## Activity
You are to retype exactly the line with "query | water reflection" and every line after it in the entries below.
◆ ◆ ◆ ◆ ◆
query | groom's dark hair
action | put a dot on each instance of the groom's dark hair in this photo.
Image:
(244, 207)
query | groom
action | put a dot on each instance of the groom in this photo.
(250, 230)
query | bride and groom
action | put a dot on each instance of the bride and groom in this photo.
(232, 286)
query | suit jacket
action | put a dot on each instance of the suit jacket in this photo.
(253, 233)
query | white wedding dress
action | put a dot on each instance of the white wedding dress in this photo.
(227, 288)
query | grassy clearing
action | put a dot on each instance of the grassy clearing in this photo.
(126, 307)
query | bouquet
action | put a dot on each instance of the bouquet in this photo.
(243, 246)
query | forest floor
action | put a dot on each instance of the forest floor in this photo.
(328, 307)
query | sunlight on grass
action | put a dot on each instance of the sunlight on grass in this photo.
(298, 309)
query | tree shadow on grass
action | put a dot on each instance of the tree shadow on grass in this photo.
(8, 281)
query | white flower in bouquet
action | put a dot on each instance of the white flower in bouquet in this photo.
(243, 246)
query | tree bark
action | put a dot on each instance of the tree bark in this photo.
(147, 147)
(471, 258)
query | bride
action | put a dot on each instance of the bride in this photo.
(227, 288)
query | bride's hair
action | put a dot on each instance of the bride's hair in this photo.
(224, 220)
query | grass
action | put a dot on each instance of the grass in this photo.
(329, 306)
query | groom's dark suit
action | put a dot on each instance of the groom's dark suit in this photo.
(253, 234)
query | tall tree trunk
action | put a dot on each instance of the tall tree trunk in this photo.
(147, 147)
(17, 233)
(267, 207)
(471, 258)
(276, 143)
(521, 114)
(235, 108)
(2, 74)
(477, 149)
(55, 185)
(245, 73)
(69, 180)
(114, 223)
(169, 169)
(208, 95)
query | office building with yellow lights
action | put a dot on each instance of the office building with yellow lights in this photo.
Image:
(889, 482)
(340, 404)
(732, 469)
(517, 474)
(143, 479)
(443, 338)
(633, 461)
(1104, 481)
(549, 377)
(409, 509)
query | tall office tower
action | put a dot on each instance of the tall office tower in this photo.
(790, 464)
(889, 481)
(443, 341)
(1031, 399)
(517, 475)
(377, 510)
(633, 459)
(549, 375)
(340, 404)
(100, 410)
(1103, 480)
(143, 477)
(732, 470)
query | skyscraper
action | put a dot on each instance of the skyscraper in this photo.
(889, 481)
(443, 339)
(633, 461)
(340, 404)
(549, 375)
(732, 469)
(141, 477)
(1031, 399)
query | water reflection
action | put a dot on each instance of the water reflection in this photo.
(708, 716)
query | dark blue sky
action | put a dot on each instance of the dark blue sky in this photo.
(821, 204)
◆ ◆ ◆ ◆ ◆
## Result of the task
query | water reflection
action | put a dot on each instance of the water reflection in this photo.
(708, 716)
query | dark blue sky
action | put a dot on each instance of the dark blue sky in this photo.
(821, 204)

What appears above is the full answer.